DOCUMENT EXTRACT Block Start
Each of these examples is, in fact, based on the FSA’s current approach, which illustrates the element of continuity that firms are likely to experience. However, the difference is that the FCA may be prepared to intervene even sooner and on more conjectural grounds than the FSA does at present.


Enforcement

The FCA will be “tougher and bolder” in taking enforcement action, building on FSA’s policy of credible deterrence, and the paper refers to the likelihood of more enforcement cases being brought. Anyone familiar with FSA’s current tough and bold approach to enforcement will recognise this as a further step-change, presaging disciplinary action against both firms and individuals that is more frequent, seeks higher penalties, and – most significantly – is more driven to provide graphic illustrations of failing and punishment to further FCA’s objectives.


Allied to this is the proposal to enable the FCA to announce the fact that it has issued a Warning Notice against a firm or an individual. This is grossly unfair, especially to an individual who is likely to find his or her position within a firm made impossible once the FCA has announced that it is taking disciplinary action against them for alleged misconduct.


Redress

The FCA will be given new powers to require firms to redress affected consumers, although in practice these may only be needed when, exceptionally, a firm’s management is unwilling to compensate on its own initiative.


Senior management responsibility


One of the six regulatory principles to which the FCA must “have regard” is that a firm’s senior management is responsible for his or her firm’s compliance with regulatory requirements. This is a sharpening of the current “principle of good regulation” to which the FSA is subject, and makes it clear that the FCA will go further that the FSA in identifying where a senior manager has responsibility for his or her firm’s failings and in taking individual disciplinary action.


Transparency


The fifth and sixth regulatory principles require the FCA to act openly and transparently. Building on past FSA campaigns for transparency, this is likely to result in the FCA making public additional information about the firms that it regulates, and its dealings with them, or requiring them to publish this information themselves. This is currently happening with complaints data, and may well extend to cover significantly wider areas such as costs and charges, performance and persistency.


Prudential supervision

The FCA will be the prudential supervisor of some 24,500 firms. The FCA’s approach for most of them will be on a “gone concern” basis, in other words ensuring that they have sufficient capital resources and adequate segregation of any client assets held to be wound down in an orderly manner with support from the Compensation Scheme as needed. For firms whose collapse could affect the orderly operation of the market, such as a substantial long-only or alternative asset manager, the FCA will take a more intrusive approach, seeking to ensure that the firm is viable on a “going concern” basis. This will entail reviewing the strength and stress testing of its business model and its finances, and possibly requiring it to have a concrete plan for an orderly wind-down if required.

As regulator of wholesale conduct


The FCA will put greater emphasis on wholesale conduct, including in banking and wholesale insurance, investigating whether they have the potential to damage consumer interests and the wider economy. It will in particular consider the linkages across the value chain where risks are transmitted between wholesale and retail consumers. Possible examples of this might include:

- The production of derivative instruments for incorporation into retail products so that they can offer a guarantee;

- The purchase of interest rate hedges to allow the sale of fixed rate retail products; and

- The use of wholesale market instruments to provide retail products linked to an index.
DOCUMENT EXTRACT Block End
**TASK REQUIREMENTS:**
[A] According to the FCA extract, for roughly how many firms will the FCA be the prudential supervisor?
[B] Set down the part of the FCA extract that opens with the words containing "Allied to this" and closes with "for alleged misconduct.".
EXCERPTED RECORDS Block Start
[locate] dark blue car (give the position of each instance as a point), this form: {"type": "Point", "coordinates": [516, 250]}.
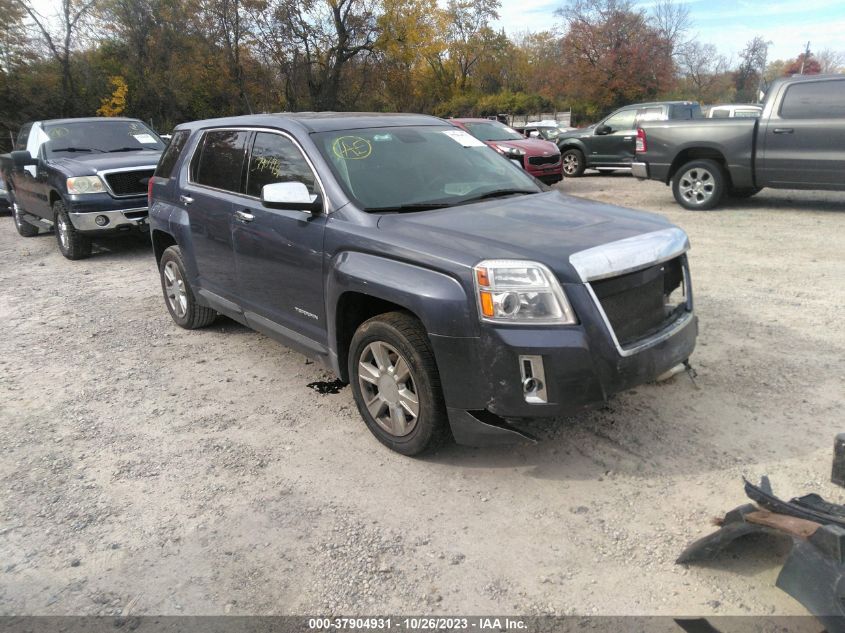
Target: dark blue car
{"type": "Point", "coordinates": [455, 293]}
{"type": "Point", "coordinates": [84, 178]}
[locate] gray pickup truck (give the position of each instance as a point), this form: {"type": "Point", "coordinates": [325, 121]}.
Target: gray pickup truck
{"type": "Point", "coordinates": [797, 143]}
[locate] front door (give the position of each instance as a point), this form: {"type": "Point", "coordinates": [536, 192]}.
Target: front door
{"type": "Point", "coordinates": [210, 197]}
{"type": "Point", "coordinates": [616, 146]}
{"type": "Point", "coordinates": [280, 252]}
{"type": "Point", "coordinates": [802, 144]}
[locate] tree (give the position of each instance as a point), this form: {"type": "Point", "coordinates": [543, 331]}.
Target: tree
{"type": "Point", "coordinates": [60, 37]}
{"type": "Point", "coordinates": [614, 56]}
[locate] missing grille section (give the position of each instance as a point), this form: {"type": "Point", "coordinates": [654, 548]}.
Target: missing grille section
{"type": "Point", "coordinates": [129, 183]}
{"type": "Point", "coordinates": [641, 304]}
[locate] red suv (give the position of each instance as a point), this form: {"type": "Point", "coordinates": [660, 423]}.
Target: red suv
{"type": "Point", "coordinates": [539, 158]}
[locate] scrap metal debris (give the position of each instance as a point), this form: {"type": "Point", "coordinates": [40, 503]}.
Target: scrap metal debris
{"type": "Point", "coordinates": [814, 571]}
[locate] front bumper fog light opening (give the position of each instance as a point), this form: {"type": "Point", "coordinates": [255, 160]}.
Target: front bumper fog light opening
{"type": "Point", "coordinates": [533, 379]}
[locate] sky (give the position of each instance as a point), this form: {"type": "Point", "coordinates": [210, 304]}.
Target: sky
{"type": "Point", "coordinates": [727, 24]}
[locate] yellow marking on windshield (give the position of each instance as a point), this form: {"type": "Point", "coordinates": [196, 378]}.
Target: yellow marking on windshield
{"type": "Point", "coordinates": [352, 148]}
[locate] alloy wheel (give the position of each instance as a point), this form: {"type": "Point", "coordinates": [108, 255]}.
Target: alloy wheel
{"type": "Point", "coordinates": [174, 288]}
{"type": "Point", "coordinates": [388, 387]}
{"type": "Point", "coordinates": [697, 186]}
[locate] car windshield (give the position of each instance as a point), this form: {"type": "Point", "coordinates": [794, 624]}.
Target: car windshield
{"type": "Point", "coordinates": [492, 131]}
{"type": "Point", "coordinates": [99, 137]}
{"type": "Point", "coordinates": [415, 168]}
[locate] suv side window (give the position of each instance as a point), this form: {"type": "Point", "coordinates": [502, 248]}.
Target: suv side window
EXCERPTED RECORDS Block End
EXCERPTED RECORDS Block Start
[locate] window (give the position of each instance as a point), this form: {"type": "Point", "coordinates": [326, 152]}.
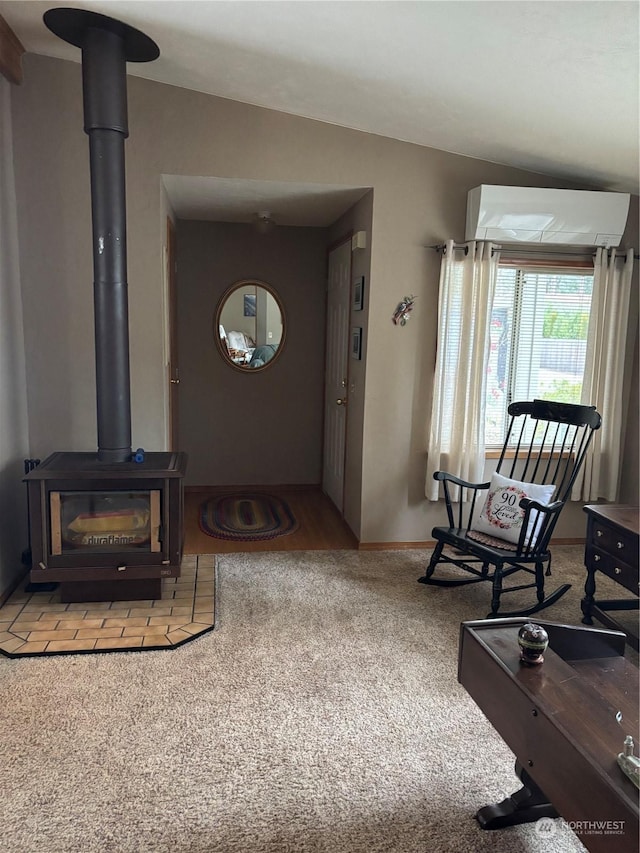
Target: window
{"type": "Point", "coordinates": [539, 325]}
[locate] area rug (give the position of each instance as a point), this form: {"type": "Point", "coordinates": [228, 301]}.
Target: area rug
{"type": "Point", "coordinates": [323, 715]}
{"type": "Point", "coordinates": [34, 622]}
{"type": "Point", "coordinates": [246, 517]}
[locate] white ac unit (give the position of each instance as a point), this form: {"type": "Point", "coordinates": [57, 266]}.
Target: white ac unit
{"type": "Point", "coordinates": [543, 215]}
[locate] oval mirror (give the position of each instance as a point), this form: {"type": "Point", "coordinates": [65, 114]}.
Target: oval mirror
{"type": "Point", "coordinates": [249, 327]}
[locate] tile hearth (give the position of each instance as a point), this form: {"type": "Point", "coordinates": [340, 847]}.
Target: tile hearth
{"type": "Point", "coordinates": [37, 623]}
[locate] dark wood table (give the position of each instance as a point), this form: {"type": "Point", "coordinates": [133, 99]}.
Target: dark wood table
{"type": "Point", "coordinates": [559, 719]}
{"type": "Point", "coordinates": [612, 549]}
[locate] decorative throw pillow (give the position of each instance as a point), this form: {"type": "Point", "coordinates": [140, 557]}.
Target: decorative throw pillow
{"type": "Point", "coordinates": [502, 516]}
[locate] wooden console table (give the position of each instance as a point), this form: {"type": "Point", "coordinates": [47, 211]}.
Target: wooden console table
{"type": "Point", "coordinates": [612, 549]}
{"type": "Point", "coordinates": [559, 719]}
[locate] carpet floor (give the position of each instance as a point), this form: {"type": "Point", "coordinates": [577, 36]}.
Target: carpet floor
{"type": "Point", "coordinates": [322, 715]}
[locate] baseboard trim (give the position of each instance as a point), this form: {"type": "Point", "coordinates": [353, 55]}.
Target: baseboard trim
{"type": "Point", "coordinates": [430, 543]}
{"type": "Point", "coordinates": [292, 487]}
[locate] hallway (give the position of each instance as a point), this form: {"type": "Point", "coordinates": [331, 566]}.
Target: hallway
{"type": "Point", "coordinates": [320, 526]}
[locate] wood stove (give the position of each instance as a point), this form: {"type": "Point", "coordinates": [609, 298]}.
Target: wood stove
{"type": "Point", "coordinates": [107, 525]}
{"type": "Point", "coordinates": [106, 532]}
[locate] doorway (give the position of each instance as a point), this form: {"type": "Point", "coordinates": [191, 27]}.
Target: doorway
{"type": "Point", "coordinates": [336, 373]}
EXCERPTED RECORDS Block End
**RESULTS FOR EACH TASK:**
[A] Some 24,500 firms.

[B]
Allied to this is the proposal to enable the FCA to announce the fact that it has issued a Warning Notice against a firm or an individual. This is grossly unfair, especially to an individual who is likely to find his or her position within a firm made impossible once the FCA has announced that it is taking disciplinary action against them for alleged misconduct.